Start of GIVEN RECORDS

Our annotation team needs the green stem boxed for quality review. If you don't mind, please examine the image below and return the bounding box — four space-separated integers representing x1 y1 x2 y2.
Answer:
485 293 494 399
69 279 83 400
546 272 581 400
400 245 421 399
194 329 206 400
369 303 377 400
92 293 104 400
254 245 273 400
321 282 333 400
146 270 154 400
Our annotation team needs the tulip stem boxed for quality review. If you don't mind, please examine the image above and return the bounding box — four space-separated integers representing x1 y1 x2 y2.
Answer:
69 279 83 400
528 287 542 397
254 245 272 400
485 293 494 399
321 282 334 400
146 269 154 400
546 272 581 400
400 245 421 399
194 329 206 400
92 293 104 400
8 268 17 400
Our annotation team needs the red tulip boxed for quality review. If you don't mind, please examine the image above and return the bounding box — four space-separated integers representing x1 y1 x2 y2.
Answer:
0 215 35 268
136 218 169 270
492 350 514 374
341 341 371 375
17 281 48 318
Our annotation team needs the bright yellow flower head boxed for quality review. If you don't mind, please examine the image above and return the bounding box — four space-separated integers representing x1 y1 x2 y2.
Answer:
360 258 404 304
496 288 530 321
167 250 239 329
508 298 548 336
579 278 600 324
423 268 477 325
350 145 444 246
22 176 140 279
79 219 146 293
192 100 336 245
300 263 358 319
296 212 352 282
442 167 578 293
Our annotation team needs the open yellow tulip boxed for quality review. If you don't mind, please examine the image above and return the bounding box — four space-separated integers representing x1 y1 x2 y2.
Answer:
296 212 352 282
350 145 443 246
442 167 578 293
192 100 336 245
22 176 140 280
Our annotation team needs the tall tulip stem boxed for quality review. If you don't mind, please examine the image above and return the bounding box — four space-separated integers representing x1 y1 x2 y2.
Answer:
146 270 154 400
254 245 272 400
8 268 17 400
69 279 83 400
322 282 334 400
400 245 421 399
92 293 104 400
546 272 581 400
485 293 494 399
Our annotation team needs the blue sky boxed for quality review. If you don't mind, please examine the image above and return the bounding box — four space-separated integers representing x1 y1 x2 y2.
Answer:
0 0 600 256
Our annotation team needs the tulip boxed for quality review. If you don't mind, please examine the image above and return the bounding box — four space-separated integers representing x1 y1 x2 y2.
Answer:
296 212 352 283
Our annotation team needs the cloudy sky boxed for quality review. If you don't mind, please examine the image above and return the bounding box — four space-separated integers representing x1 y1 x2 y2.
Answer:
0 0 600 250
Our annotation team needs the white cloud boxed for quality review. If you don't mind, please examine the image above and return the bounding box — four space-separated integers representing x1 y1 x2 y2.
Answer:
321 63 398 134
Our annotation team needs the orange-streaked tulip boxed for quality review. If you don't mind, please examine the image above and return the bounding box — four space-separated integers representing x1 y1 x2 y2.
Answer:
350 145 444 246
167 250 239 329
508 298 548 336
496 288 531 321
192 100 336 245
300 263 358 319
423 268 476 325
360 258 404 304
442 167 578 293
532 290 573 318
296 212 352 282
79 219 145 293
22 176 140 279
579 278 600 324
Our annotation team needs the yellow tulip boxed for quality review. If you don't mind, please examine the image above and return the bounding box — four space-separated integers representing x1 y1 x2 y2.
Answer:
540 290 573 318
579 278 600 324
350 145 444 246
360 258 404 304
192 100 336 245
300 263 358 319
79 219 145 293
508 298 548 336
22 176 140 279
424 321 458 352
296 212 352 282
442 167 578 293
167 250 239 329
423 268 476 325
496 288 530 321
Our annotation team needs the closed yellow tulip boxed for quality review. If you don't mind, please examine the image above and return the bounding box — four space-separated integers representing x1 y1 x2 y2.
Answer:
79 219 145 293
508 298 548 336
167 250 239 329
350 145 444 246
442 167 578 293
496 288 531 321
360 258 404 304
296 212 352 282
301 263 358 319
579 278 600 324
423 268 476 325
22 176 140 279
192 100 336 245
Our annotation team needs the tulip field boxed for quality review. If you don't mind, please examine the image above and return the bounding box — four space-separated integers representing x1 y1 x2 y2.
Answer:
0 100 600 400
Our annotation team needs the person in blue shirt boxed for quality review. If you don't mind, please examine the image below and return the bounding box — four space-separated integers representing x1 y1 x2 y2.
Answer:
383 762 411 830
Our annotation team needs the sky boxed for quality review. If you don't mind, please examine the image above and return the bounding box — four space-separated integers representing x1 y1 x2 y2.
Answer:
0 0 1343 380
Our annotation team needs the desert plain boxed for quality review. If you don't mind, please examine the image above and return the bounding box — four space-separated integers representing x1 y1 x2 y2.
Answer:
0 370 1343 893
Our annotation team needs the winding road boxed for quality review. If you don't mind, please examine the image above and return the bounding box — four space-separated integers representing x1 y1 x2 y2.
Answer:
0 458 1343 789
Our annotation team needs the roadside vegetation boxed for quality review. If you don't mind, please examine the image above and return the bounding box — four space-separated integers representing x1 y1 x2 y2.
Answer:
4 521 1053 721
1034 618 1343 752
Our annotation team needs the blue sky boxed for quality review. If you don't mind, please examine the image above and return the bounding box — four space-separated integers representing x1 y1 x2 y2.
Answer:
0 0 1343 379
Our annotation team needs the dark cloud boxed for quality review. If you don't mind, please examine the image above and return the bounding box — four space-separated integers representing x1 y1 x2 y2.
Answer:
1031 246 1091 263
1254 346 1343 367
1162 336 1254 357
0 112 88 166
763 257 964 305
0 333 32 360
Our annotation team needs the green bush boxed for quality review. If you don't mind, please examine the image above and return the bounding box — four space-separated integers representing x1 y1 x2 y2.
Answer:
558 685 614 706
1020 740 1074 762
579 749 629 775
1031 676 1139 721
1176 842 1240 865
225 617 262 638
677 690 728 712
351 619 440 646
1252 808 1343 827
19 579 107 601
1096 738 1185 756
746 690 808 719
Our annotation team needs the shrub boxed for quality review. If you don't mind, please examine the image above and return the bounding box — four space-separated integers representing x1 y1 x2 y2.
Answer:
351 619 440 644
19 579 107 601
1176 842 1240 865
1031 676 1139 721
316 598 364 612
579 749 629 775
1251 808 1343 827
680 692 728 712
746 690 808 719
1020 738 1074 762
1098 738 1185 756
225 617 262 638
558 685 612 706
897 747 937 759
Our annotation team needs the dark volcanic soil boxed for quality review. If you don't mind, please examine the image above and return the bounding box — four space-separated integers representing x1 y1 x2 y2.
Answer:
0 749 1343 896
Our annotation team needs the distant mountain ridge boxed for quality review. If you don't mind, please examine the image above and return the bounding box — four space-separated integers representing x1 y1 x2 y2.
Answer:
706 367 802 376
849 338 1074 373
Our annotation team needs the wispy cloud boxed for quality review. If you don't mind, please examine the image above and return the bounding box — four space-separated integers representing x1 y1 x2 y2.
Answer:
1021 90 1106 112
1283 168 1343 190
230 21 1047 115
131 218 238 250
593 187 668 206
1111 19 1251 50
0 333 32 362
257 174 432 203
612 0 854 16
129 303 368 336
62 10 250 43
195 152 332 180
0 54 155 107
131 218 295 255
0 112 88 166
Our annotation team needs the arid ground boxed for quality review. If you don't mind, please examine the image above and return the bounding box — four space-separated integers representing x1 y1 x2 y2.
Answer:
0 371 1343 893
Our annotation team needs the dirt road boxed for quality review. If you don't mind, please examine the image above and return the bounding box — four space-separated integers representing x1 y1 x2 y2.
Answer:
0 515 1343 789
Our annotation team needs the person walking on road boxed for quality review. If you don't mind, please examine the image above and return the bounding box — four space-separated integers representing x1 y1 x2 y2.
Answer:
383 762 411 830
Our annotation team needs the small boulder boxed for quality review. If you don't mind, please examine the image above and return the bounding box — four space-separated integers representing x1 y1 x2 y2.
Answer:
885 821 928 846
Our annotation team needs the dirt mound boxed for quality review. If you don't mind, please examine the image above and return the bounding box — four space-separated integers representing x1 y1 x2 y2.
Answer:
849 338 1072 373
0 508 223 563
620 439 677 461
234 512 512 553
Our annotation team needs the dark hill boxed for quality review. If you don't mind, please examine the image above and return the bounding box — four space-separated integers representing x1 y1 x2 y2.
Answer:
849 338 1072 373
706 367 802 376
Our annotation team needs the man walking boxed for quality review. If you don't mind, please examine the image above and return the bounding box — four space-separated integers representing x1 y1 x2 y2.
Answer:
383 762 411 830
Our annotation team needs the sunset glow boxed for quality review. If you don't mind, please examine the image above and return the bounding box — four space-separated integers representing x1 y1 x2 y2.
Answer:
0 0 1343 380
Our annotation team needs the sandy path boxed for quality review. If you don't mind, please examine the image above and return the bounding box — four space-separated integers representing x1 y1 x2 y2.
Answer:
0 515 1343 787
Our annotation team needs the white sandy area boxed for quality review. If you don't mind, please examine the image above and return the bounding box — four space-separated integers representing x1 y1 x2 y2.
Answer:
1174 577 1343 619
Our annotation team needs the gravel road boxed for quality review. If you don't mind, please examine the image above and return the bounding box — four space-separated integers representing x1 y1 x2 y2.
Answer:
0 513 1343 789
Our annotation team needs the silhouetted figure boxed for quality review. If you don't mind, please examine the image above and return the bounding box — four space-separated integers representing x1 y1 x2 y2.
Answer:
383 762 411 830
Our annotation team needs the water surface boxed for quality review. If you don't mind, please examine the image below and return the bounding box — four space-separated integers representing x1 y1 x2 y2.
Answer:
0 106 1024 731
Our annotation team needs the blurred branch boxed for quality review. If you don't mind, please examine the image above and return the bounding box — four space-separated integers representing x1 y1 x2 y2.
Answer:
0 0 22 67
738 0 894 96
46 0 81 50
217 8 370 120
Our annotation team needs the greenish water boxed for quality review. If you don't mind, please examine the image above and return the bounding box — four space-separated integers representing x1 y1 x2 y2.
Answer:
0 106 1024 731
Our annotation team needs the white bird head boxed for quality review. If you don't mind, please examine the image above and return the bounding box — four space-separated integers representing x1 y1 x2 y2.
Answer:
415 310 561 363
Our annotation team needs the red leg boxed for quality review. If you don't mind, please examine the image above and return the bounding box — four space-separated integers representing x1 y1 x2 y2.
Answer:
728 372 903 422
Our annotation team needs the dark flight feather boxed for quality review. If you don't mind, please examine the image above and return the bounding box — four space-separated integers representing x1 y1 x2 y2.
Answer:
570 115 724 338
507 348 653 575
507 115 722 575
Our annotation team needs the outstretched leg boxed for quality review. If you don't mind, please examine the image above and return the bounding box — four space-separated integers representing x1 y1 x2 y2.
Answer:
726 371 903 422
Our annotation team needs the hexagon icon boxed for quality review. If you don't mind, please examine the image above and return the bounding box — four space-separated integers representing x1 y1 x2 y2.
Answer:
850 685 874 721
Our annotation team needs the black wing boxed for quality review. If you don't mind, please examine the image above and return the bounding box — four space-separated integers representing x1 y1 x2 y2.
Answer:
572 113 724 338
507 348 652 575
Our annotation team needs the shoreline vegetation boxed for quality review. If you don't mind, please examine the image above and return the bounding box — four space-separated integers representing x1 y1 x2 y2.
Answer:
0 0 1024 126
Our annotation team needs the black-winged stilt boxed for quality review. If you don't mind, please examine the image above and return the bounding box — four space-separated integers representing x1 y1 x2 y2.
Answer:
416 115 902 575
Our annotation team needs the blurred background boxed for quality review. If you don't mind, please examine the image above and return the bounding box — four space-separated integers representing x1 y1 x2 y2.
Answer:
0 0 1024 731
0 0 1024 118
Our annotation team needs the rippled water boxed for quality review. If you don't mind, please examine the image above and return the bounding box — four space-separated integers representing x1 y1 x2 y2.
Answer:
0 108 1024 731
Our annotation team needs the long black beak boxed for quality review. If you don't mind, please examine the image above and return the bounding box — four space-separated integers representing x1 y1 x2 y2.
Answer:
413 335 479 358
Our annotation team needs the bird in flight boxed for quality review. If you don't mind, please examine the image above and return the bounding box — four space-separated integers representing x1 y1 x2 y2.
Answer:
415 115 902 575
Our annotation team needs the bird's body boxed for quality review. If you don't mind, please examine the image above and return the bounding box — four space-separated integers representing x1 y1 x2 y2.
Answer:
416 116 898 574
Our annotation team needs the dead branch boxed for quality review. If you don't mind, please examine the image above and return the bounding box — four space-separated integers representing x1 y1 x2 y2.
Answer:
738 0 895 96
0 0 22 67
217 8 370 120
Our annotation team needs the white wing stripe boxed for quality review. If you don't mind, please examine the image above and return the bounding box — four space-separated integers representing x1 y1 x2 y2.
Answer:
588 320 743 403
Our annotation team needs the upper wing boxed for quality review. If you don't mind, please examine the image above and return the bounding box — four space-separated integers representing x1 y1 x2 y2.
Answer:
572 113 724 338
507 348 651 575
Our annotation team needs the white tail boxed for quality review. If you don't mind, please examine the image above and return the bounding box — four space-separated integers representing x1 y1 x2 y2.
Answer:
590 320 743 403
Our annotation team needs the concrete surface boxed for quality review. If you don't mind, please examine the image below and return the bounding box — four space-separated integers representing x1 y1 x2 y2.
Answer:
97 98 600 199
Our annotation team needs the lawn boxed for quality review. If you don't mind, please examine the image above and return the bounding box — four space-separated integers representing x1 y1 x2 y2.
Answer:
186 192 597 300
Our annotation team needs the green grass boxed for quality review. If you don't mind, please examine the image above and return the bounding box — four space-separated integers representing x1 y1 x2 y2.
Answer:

End of GIVEN RECORDS

- _WHAT TO PRODUCE_:
Please reproduce every line of the entries above, from the line containing "Our annotation team needs the dead" through the line containing "97 98 600 199", both included. Rescale each bounding box coordinate in the answers by 1.6, round to whole numbers with halves going up, and leave all other text unchanged.

- _TASK OUTPUT_:
Our annotation team needs the dead branch boxed for quality review. If you don't mind, please examine the image above and return the bounding box — four space-separated integers representing x1 y1 x2 y2.
Answer:
1181 0 1432 154
0 0 35 107
347 13 592 192
Our annotation team needs the white wing stripe boxed for quality review. If you don't mind, please examine the image above and return the bounding box — four space-separated integers representing x1 y1 x2 y2.
Answer:
941 512 1189 645
Our annotation team needs the upper wing boxed for quality review. If you don't mind, please examine the image above and return the bounding box — four space-separated integers representing x1 y1 x2 y2.
Answer:
915 181 1158 541
811 557 1042 920
Our annotation team needs the white tail boxed for quality review. If you don't mind, please examine the image above and return the bounding box — four space-separated integers representing x1 y1 x2 y2.
Answer:
944 512 1189 645
Our annotation team needs the concrete surface boxed for quality review. If you don't mind, please examine the image below and return the bounding box — four space-separated integers representing x1 y1 x2 y2.
Answer:
155 157 960 318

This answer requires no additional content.